> [PROBLEM]: Identical copies of all the records below are needed.

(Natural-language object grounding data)
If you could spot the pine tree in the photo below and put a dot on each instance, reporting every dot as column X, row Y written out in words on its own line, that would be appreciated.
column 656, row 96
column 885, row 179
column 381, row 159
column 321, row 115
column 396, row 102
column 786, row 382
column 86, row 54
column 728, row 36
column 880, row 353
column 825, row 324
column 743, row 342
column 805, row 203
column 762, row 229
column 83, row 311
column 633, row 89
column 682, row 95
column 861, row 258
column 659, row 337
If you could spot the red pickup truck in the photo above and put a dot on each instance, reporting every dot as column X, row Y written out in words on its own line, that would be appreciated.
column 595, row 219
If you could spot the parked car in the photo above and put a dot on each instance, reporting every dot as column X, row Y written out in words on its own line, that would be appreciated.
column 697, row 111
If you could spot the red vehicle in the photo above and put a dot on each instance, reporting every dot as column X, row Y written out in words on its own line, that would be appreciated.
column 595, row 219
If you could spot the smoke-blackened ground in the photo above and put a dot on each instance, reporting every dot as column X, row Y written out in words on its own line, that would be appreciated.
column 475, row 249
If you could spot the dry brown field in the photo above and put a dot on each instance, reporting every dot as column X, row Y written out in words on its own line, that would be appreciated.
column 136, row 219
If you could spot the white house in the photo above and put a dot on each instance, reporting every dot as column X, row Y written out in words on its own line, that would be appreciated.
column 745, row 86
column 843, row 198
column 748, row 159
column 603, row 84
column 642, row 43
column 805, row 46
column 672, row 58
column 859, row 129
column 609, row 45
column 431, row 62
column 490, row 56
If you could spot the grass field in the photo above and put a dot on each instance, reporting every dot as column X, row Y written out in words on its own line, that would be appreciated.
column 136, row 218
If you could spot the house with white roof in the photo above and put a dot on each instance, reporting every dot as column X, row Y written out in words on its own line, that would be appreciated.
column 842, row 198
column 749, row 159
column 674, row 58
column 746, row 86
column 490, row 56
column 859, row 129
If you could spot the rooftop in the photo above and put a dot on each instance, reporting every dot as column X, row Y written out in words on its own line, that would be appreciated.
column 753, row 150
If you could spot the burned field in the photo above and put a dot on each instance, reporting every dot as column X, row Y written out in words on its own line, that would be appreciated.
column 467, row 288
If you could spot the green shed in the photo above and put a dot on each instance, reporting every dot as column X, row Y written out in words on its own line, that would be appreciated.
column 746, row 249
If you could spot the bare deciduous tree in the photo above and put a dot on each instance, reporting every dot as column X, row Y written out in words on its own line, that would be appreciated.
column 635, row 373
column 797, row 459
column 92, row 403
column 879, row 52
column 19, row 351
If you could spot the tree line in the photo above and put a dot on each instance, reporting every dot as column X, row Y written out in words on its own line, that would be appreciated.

> [THE ANSWER]:
If you could spot the pine tree in the photo below and put a dot on each instance, reporting every dot as column X, row Y written out in words on its own line, that would be appreciated.
column 656, row 96
column 885, row 179
column 381, row 159
column 321, row 115
column 396, row 102
column 786, row 382
column 86, row 54
column 728, row 36
column 880, row 353
column 825, row 324
column 743, row 342
column 805, row 203
column 762, row 229
column 83, row 311
column 633, row 89
column 682, row 95
column 861, row 258
column 659, row 337
If you could spot the red pickup truck in the photo above and put a dot on each instance, reporting every dot as column X, row Y written out in words on its own line, that would be appreciated.
column 595, row 219
If you could spot the parked car in the photo above and put a dot on each instance, reporting every dot as column X, row Y written out in words on its own line, that would be appreciated.
column 697, row 111
If you could spot the red vehicle in the photo above and put a dot on each instance, reporting every dot as column X, row Y written out in words on its own line, that would be appreciated.
column 595, row 219
If you could spot the smoke-blackened ground in the photo above and put a dot on each instance, reporting every dot as column X, row Y written out in words on its own line, that would be appreciated.
column 475, row 249
If you could spot the dry brown field in the photo above and put a dot on each instance, reporting every dot as column X, row Y written out in words on its own line, that would be appreciated.
column 136, row 219
If you could spot the white house in the photo above and put a dot on each instance, reporting every dot as column X, row Y written out in words on its own line, that would be appreciated.
column 745, row 86
column 843, row 198
column 748, row 159
column 603, row 84
column 642, row 43
column 805, row 46
column 672, row 58
column 859, row 129
column 609, row 45
column 431, row 62
column 490, row 56
If you could spot the grass field in the photo above and put a dot on each instance, reporting every dot as column X, row Y written out in words on its own line, that would be appreciated.
column 136, row 218
If you could spot the house with white roof in the photo above and put a dot on each instance, reporting every dot as column X, row Y written out in words on its own line, that would be appreciated.
column 842, row 198
column 749, row 159
column 674, row 58
column 746, row 86
column 490, row 56
column 859, row 129
If you could spot the rooftop in the photo above and put a dot on each instance, reporting every dot as column X, row Y written out in words on its own line, that would be appreciated.
column 753, row 150
If you could spot the burned field in the photo above and put a dot on each instance, reporting every dot as column X, row Y written out in words on its own line, that would be appreciated.
column 467, row 288
If you could spot the green shed in the photo above and put a dot on each instance, reporting every dot as column X, row Y written out in words on its own line, that would be appreciated.
column 746, row 249
If you could spot the bare deciduous tree in the photo above and put a dot on each instance, reporting every dot as column X, row Y written out in words on its own line, that would be appreciated.
column 635, row 373
column 797, row 459
column 92, row 403
column 879, row 52
column 19, row 351
If you could spot the tree line in the photo above and put a dot on each instance, reporting every dot as column X, row Y written out in words on its own line, that would be appreciated.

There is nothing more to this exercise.